++++ Texto em estudo ++++

Diziam que a garota, enquanto fazia compras no supermercado, se imaginava colhendo flores, que enquanto estava só em casa, afastava os móveis, colocava a música preferida e fazia um show a milhões, sempre com bis. Diziam que ela tentava entender as pessoas apenas pelo olhar.

Mas até provar se isso mesmo era fato, todos deixavam de sonhar.

Diziam que a garota era todo sorrisos, que ninguém jamais a vira chorar e que sua alegria não ofendia, contagiava. Diziam que, quando viajava, fazia questão de se perder entre a cultura do local e os costumes, como os olhos que perdem a linha de um bom livro, ou a boca que busca aquele amendoim misturado ao sorvete.

Mas até provar se isso mesmo era fato, todos deixavam de sonhar.

Diziam que a garota um dia sumiu. Que, se realmente tudo que fizera fosse fato, não passariam de besteiras, porque - para sonhar - precisa de coragem e, para ter coragem, não se pode impor limites, tem que se lamber a última página do livro e ler tudo o que passa pela sua vida.

Mas até provar se isso mesmo era fato, todos deixavam de tentar.

quinta-feira, 15 de outubro de 2015

OUTONO... (vá até o fim, clique na música e leia o texto com ela)

Não era a luz nem o local. Não era o clima nem o ambiente. Era tristeza mesmo. Aquela melancolia aguda que arde o peito e que nos faz tremer, desejando que nos tire de lá a qualquer momento.

++++

### Atividade 1
Segundo o texto em estudo, o que a garota fazia quando estava só em casa? Liste todas as ações.
### Atividade 2
De acordo com o texto em estudo, o que ninguém jamais tinha visto a garota fazer?

++++ Dados para análise ++++

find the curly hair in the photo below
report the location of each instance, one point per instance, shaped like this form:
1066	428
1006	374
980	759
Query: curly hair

++++
++++ Dados para análise ++++

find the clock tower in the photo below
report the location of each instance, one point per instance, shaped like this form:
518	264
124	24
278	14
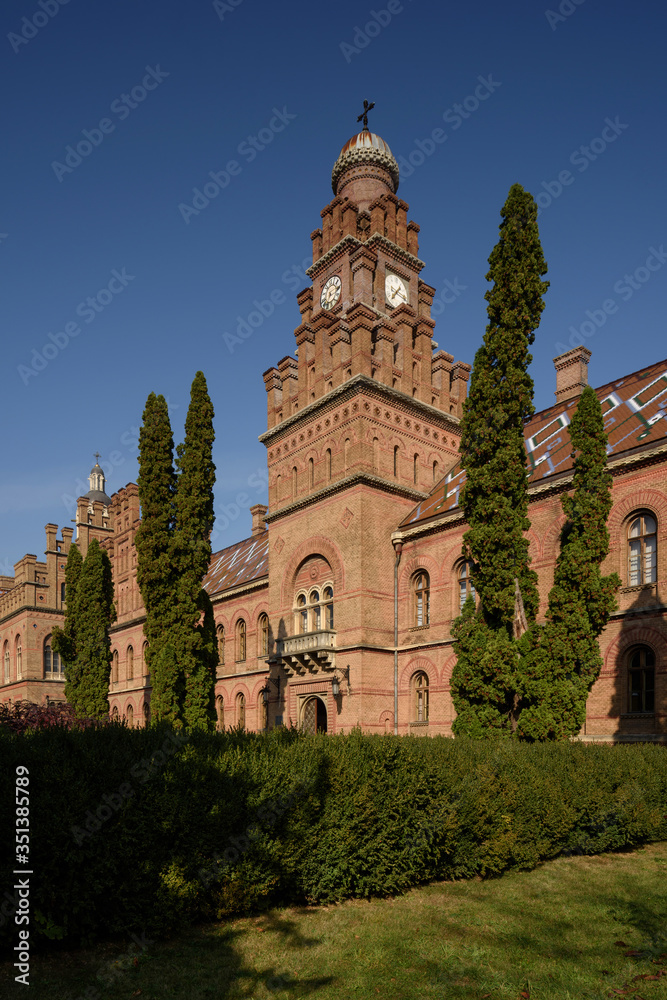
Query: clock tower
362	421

++++

### Resolução 1
- afastava os móveis
- colocava a música preferida
- fazia um show a milhões, sempre com bis

### Resolução 2
Chorar.